▶ **Job 1**: Determine whether each of the following statements agrees with the Tesla passage below, answering yes or no and quoting the deciding words of the passage: (a) Tesla reduced its sales forecast for the year to 50,000 vehicles; (b) up to ten robots at a time work on a single Model S; (c) Consumer Reports named the Model S the best overall car on the market for the past three years.

▶ **Text segment**:

The first thing you notice when you step onto Tesla Motors’s production floor are the robots. Eight-foot-tall bright-red bots that look like Transformers, huddling over each Model S sedan as it makes its way through the factory in Fremont, California, on the eastern, shaggier side of Silicon Valley. Up to eight robots at a time work on a single Model S in a choreographed routine, each performing up to five tasks: Welding, riveting, gripping and moving materials, bending metal, and installing components. Henry Ford and the generations of auto industry experts who have followed would dismiss this set-up as inefficient—each robot should do one task only before moving the car on to the next Transformer.
It’s a $3 billion criticism, to be specific. That was the amount shaved off the company’s market value in early August after Tesla cut its sales forecasts for the year by 10 percent to 50,000 vehicles, citing delays in teaching the robots to make both the Model S and the new crossover SUV Model X. “The Model X is a particularly challenging car to build. Maybe the hardest car to build in the world. I’m not sure what would be harder,” admitted Elon Musk, Tesla’s billionaire founder and visionary CEO, who also serves in those same roles at SpaceX.
But neither delays nor the cash burn ($1.5 billion in the past 12 months) particularly phases Musk. He just wants to focus on making the world’s best car, and the $90,000 Model S, by all rights, can claim that prize. An all-electric vehicle, it offers a week’s worth of driving on a single charge from any one of a nationwide network of free solar-powered charging stations. It goes from 0-60 in under three seconds in “ludicrous” mode, the fastest of any four-door production car on the planet, and is also the safest car in its class. When it collides with the crash-test machine, the crash-test machine breaks. You can order it online and have it delivered to your door, get software updates beamed wirelessly and receive maintenance alerts before bad stuff happens. Plus, it’s beautiful. The door handles reach out to be opened as you approach, then fold flat for better aerodynamics. Don’t believe us: Consumer Reports called it the best overall car on the market for the past two years.
These are the kinds of superlatives that shoot Tesla Motors to the top of Forbes’s World’s Most Innovative Companies list in the first year we’ve had enough financial data to consider the company. The word “disruptor” gets attached to Tesla all the time. For several years, we’ve closely studied the phenomenon of disruptive innovation, identified in the late 1990s by Harvard Business School’s Clayton Christensen. We quantify it, based on the difference between a public company’s market value and the measurable intrinsic value of its existing business—an innovation bonus, if you will.

▶ **Available data**:
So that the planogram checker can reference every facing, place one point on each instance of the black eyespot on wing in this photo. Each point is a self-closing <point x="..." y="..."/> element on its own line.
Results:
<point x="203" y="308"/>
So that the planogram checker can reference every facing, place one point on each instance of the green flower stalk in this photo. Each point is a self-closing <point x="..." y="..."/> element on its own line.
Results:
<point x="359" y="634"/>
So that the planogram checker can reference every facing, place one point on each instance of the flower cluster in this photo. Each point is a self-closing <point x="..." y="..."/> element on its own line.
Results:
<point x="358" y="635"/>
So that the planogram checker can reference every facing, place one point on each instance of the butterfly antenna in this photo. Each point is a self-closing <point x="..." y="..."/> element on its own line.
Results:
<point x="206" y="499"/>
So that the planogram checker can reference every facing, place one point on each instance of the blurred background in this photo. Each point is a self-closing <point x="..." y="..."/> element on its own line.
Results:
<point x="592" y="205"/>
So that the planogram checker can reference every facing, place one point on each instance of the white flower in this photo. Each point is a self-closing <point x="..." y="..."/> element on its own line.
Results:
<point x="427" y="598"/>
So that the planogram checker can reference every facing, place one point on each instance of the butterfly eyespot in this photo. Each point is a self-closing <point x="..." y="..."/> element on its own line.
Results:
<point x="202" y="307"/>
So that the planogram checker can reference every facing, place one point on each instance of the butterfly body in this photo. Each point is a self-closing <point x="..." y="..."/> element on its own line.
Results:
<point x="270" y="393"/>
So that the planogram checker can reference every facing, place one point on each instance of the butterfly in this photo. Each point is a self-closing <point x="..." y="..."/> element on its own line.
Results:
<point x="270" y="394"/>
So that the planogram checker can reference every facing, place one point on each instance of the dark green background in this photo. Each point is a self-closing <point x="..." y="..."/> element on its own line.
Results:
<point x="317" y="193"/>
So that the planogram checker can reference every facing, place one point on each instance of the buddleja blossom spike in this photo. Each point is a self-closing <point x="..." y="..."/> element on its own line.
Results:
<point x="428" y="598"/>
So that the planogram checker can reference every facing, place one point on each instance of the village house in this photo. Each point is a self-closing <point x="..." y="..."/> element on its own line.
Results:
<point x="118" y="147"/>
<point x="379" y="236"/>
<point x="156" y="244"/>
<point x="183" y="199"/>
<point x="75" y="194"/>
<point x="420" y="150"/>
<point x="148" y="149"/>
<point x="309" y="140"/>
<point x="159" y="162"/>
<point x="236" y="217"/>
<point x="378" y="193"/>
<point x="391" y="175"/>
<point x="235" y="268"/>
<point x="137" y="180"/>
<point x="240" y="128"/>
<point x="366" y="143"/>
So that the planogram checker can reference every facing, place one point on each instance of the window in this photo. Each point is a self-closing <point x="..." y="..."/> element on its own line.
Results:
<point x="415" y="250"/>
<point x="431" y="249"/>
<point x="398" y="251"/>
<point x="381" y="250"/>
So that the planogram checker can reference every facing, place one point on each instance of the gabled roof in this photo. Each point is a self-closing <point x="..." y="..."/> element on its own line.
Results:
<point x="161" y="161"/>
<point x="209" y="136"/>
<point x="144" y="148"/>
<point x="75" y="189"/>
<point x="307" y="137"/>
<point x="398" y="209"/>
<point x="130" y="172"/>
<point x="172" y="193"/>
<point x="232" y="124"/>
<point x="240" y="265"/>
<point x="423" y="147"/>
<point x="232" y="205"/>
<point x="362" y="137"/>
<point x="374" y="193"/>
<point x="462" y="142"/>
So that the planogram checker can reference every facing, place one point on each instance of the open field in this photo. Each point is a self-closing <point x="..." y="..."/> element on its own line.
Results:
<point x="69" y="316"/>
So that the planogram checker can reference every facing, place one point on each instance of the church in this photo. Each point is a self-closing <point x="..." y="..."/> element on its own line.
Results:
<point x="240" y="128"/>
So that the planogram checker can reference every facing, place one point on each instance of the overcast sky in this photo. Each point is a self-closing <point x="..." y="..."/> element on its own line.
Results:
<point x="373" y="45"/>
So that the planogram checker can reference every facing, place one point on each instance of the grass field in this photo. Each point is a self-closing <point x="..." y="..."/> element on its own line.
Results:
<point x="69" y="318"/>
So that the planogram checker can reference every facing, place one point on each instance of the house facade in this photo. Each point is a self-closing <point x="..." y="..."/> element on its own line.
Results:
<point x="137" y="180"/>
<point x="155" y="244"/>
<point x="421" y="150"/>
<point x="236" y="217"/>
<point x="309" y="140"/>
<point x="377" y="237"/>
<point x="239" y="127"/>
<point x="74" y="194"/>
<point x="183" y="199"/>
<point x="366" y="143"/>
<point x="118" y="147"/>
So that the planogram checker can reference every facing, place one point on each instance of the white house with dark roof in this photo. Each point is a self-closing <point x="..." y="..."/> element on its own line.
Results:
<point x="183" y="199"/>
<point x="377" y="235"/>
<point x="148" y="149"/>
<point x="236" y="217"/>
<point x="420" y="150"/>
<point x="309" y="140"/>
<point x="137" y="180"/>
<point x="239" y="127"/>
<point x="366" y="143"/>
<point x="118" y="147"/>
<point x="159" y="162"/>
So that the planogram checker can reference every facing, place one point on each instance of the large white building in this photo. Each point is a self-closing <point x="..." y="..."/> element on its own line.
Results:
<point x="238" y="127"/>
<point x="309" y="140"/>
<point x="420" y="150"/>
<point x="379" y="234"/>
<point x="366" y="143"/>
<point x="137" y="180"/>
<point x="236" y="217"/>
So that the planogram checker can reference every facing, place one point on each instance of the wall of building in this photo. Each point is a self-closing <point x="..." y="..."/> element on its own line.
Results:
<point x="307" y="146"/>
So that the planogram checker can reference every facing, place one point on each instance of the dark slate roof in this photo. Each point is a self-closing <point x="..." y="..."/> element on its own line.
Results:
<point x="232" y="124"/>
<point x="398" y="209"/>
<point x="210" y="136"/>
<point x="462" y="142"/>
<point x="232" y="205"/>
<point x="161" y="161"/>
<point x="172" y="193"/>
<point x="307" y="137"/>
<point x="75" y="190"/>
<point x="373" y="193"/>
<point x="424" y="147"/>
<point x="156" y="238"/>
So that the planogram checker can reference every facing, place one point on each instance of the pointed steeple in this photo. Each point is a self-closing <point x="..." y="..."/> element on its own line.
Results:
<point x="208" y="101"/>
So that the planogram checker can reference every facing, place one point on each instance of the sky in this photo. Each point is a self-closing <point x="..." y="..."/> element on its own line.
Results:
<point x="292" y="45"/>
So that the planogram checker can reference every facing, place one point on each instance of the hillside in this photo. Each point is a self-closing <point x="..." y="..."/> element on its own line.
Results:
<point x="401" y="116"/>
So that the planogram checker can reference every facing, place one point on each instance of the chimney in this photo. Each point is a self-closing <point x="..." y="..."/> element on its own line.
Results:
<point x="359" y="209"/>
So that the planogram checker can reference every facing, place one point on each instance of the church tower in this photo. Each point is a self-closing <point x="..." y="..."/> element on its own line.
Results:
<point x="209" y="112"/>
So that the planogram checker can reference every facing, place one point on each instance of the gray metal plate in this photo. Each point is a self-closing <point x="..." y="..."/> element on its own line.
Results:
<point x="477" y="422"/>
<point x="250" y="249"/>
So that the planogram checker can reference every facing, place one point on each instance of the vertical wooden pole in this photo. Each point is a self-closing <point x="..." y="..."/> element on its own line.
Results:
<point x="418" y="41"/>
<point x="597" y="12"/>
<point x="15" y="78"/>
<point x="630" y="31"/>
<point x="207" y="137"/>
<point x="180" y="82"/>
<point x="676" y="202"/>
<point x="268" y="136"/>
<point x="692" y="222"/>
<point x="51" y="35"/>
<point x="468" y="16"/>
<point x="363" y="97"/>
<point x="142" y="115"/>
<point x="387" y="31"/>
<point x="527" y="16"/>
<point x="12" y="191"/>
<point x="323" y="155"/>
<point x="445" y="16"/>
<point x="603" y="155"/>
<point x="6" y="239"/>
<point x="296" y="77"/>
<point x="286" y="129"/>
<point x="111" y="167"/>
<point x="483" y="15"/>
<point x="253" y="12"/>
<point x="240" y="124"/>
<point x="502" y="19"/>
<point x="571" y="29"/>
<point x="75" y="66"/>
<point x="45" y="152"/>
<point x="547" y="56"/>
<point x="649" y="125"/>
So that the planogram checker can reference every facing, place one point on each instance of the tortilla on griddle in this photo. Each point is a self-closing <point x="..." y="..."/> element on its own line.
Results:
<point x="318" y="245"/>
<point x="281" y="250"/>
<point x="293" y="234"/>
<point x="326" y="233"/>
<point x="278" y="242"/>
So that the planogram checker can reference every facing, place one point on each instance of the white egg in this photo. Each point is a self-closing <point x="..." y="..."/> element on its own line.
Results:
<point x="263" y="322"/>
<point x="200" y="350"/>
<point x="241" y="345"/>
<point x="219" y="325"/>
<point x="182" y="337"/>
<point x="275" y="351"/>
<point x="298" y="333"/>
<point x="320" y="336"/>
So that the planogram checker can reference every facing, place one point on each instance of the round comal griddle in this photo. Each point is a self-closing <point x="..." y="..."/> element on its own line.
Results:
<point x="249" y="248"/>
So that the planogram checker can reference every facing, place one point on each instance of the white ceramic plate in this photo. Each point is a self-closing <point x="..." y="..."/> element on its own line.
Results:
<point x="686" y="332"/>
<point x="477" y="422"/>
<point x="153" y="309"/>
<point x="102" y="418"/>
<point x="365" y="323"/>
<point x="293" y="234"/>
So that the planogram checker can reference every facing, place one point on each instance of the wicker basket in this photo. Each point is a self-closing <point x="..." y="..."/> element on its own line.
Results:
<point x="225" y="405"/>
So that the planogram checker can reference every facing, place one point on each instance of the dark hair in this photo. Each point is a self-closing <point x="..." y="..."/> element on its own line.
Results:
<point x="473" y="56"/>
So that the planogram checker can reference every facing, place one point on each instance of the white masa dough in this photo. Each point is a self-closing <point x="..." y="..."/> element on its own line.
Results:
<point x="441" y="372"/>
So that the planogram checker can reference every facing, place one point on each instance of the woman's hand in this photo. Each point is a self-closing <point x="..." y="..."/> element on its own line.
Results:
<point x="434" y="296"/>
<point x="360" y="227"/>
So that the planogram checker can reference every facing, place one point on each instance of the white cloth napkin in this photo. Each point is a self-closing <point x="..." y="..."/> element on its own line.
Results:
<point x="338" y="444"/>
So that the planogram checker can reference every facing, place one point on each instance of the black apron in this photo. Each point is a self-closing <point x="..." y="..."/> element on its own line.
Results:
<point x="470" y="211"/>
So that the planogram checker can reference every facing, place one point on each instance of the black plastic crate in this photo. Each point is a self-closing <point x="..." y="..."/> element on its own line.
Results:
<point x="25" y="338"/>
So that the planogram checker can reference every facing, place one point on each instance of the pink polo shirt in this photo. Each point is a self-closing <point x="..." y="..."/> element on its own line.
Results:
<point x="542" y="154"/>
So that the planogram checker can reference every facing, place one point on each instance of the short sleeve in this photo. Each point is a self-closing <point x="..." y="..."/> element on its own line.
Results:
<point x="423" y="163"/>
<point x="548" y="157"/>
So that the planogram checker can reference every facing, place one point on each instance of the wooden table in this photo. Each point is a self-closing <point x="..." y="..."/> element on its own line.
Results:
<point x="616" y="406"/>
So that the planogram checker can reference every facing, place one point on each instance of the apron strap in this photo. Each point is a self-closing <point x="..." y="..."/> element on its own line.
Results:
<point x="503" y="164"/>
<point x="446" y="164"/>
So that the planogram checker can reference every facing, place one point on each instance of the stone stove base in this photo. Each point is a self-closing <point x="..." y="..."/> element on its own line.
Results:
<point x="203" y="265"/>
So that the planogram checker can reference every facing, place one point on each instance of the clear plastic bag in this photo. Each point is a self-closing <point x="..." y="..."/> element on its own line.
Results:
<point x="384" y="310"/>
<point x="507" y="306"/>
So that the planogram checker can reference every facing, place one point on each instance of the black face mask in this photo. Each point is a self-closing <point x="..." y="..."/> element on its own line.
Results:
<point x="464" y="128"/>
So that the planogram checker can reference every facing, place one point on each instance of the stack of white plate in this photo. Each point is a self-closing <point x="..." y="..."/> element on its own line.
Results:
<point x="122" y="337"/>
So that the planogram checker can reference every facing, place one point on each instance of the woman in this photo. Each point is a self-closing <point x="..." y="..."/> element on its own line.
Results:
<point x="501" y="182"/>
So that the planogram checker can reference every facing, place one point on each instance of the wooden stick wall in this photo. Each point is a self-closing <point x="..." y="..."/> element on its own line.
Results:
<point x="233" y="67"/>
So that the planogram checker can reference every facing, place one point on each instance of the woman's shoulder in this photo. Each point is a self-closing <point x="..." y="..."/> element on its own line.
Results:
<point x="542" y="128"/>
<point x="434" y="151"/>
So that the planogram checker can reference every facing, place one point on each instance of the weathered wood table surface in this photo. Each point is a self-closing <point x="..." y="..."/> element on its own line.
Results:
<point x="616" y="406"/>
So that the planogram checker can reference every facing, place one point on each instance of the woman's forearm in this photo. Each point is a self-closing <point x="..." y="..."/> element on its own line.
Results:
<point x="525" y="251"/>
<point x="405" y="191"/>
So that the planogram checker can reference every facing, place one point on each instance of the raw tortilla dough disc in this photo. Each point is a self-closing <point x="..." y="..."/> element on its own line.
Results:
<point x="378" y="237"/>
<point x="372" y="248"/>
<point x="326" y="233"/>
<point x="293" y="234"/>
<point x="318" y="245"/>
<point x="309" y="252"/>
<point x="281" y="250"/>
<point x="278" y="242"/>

▶ **Job 2**: State how many lines of the records above contain the string "church". Give the number only.

▶ **Worked answer 1**:
(a) Yes: "Tesla cut its sales forecasts for the year by 10 percent to 50,000 vehicles"
(b) No: "Up to eight robots at a time work on a single Model S"
(c) No: "Consumer Reports called it the best overall car on the market for the past two years"

▶ **Worked answer 2**: 2